=== TEXT SHOWN ===
I think everyone should stop and really ponder the meaning of this action taken by the state of Georgia in order to provide cover for Gov. Kemp:

Dana Milbank at the WaPo:

Quote

Georgia’s Republican Gov. Brian Kemp needed a way to show that he hadn’t been rash to reopen restaurants, theaters, nail salons and the like in late April.

His administration came up with a creative solution. They doctored the statistics.

Last week, Georgia’s Department of Public Health released a graph showing a dramatic, steady decline in cases, deaths and hospitalizations in the state’s five most affected counties, from a peak on April 28, just before the state’s restrictions were eased, to near zero two weeks later.

But on closer inspection, the dates on the chart showed a curious ordering: April 30 was followed by May 4; May 5 was followed by May 2, which was followed by May 7 — which in turn was followed by April 26. The dates had been re-sorted to create the illusion of a decline. The five counties were likewise re-sorted on each day to enhance the illusion.


Creating a document that is nothing more that propaganda is what failed states do, what happens in banana republics. Think about how little the people who did this care about anyone or anything other than themselves - is that who you want to represent you in government?

"Injustice anywhere is a threat to justice everywhere."

=== TASK A ===
Reproduce the passage of the post about Georgia's graph from "Last week, Georgia’s" up to and including "two weeks later.".
=== TASK B ===
Answer these questions using the post about Georgia's graph:
(i) When did Gov. Brian Kemp reopen restaurants, theaters and nail salons?
(ii) Which agency released the graph?
(iii) On the chart, which date came right before April 26?
=== TASK C ===
Translate this sentence from the post about Georgia's graph into Spanish: "His administration came up with a creative solution."

Stored entries:
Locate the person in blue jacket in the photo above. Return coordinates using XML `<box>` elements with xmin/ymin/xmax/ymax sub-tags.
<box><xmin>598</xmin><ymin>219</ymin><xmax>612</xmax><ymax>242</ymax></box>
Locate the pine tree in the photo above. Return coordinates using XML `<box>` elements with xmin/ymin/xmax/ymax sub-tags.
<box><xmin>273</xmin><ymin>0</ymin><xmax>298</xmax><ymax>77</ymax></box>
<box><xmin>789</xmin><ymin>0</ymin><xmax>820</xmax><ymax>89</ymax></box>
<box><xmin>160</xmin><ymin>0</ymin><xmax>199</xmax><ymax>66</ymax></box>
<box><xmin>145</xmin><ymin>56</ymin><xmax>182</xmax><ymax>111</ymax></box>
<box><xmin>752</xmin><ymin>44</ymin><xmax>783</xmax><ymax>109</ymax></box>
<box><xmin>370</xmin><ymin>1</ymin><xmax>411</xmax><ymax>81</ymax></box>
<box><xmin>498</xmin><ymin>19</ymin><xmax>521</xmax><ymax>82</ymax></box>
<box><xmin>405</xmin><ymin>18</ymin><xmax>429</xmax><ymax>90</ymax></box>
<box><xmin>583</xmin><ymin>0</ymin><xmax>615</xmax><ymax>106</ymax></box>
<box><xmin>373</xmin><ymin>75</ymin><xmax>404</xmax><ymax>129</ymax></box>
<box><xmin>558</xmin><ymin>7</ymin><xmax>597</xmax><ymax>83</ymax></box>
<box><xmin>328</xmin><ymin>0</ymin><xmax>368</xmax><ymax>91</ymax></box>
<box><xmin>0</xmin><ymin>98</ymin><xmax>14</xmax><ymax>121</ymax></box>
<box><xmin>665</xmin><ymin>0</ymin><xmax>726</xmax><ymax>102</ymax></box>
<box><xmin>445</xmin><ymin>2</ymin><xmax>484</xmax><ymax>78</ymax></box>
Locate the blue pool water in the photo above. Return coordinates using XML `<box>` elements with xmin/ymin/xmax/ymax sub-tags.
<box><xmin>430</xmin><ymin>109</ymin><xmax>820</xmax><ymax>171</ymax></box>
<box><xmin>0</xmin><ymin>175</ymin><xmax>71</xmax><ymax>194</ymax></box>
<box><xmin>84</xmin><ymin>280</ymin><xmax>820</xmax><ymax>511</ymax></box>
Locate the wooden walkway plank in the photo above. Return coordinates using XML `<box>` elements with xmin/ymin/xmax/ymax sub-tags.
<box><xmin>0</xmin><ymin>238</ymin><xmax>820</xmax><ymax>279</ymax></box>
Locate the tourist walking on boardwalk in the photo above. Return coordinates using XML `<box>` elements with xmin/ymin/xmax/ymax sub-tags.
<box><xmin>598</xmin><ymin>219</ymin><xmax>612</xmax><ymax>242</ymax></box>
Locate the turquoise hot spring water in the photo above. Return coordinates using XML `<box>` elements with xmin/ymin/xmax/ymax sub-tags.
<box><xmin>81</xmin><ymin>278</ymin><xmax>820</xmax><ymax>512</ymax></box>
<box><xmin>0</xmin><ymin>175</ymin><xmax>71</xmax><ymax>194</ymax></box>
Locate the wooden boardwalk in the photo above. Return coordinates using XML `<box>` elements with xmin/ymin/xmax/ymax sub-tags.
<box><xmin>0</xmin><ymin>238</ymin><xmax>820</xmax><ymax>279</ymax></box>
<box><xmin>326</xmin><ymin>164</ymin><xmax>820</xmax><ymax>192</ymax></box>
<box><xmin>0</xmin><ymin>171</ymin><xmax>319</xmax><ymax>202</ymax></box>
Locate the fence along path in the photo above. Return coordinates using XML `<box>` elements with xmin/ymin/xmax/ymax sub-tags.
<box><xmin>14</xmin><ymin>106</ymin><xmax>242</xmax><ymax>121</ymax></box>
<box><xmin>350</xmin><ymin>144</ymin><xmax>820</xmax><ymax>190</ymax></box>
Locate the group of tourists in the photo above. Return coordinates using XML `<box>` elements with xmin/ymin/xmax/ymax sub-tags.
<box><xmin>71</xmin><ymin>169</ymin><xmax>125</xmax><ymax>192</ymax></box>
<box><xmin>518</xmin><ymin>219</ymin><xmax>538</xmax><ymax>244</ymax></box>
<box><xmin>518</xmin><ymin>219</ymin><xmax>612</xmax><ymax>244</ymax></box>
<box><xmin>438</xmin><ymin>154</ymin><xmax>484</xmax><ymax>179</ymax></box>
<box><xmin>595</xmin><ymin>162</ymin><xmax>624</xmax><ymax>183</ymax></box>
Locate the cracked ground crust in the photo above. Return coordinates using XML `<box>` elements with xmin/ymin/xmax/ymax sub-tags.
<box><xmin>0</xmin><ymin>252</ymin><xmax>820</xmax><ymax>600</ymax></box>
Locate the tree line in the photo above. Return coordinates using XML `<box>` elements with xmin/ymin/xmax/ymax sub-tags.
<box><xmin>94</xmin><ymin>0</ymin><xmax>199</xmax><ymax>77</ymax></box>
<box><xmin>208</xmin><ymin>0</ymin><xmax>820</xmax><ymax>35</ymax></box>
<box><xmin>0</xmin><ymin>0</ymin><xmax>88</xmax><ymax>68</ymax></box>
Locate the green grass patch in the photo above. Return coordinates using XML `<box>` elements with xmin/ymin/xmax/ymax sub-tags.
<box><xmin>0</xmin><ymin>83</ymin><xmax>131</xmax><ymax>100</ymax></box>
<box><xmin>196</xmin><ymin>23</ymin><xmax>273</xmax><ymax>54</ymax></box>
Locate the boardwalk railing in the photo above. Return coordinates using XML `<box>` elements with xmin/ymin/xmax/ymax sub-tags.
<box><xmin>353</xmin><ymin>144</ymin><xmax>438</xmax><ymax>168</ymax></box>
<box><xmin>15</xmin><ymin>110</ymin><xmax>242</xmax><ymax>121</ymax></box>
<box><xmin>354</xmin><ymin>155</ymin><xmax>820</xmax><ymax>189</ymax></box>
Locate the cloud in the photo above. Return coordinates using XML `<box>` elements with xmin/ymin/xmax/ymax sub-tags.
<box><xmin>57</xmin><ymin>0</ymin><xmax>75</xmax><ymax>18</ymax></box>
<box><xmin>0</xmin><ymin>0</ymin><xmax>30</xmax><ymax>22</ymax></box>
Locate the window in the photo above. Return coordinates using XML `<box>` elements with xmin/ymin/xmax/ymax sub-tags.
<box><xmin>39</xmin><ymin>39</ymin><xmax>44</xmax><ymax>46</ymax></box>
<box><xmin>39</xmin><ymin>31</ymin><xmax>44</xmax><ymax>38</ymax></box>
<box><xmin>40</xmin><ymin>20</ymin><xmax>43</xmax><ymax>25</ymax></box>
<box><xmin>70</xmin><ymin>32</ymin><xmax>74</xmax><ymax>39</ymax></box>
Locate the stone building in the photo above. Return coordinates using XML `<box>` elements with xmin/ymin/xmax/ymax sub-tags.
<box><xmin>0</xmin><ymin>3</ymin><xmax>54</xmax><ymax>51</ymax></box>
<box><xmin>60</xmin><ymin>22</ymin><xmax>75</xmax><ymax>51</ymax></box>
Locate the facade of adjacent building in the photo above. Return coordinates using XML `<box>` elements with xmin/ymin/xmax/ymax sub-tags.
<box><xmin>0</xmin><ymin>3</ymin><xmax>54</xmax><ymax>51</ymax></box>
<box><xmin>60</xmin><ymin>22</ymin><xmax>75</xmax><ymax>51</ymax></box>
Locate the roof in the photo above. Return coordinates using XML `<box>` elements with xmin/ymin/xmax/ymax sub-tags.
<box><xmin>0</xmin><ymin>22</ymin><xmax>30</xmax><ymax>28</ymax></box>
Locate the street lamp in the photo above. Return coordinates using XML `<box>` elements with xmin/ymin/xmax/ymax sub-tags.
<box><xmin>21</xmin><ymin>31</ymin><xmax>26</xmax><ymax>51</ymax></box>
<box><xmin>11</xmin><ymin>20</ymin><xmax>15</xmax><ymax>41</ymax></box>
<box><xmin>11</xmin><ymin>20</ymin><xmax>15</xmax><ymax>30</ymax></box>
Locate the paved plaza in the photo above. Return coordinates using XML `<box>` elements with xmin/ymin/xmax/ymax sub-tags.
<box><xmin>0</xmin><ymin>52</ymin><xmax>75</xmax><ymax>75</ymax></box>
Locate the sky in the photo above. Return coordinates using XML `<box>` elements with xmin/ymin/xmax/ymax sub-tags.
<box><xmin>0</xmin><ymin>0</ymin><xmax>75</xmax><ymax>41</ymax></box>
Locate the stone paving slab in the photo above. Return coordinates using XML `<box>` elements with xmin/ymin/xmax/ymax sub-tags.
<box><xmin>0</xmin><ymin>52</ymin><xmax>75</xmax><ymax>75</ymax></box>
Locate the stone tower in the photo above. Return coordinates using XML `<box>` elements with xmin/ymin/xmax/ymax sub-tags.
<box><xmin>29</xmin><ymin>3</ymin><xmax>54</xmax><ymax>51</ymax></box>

=== RESPONSE A ===
Last week, Georgia’s Department of Public Health released a graph showing a dramatic, steady decline in cases, deaths and hospitalizations in the state’s five most affected counties, from a peak on April 28, just before the state’s restrictions were eased, to near zero two weeks later.

=== RESPONSE B ===
(i) Late April
(ii) Georgia's Department of Public Health
(iii) May 7

=== RESPONSE C ===
Su administración ideó una solución creativa.